What you are asked to do. Could you pull out every line in the records below that contains the word "pavement"?

Collected data entries:
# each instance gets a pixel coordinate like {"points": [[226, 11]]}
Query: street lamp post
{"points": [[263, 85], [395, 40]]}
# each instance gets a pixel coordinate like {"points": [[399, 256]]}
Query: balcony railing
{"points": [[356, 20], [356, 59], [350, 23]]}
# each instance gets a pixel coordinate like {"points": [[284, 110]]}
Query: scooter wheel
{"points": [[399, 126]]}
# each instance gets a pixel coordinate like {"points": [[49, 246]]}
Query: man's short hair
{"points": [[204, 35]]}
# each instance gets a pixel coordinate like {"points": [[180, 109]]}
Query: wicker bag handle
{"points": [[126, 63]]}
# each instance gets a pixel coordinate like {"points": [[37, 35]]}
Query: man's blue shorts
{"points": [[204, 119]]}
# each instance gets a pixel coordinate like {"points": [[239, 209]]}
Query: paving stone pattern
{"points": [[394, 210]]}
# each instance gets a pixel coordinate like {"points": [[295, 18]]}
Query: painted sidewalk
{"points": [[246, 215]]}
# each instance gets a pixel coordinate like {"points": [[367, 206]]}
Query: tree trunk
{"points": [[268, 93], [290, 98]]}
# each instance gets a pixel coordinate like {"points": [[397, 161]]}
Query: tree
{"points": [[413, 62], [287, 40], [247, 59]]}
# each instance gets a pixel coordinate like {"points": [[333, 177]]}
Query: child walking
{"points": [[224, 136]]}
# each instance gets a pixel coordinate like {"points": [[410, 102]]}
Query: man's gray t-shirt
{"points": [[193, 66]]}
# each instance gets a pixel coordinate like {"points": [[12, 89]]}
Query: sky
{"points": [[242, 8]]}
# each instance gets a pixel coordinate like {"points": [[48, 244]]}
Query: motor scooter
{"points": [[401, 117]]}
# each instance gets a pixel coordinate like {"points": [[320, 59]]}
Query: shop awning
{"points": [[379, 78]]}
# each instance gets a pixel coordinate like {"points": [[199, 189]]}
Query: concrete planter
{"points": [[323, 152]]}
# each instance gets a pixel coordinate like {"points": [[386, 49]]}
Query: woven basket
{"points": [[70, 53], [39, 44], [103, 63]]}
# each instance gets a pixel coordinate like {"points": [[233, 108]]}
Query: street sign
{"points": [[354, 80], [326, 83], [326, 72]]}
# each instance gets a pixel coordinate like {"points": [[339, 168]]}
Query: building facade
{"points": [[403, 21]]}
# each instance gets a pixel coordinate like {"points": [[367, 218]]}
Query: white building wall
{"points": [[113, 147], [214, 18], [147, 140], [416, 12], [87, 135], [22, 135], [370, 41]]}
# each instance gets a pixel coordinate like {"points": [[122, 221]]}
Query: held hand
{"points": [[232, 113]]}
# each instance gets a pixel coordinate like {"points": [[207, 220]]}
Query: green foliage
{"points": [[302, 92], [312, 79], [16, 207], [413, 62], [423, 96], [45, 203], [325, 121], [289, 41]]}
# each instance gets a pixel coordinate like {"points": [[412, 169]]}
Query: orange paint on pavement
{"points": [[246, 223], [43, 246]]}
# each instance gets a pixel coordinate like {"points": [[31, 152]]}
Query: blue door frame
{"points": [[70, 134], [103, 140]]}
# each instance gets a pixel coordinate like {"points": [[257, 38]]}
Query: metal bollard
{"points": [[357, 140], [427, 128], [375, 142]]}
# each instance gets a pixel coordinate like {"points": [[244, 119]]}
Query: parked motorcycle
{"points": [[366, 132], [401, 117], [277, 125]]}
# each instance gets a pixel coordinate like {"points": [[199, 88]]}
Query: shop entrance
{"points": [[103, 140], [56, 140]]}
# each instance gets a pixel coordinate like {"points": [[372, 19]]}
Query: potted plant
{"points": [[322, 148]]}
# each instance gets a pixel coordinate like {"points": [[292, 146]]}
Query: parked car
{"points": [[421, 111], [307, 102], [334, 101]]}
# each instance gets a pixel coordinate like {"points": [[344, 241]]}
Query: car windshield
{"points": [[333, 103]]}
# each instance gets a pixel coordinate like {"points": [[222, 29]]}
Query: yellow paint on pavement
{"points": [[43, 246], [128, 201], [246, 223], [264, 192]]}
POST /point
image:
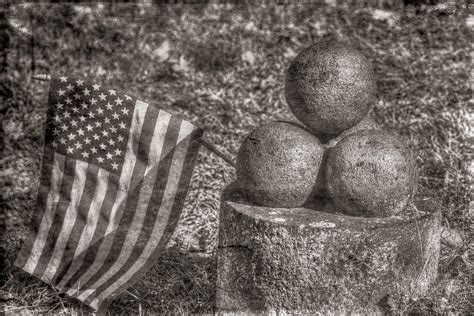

Expected answer.
Query: orange paint on pavement
Query: yellow paint on pavement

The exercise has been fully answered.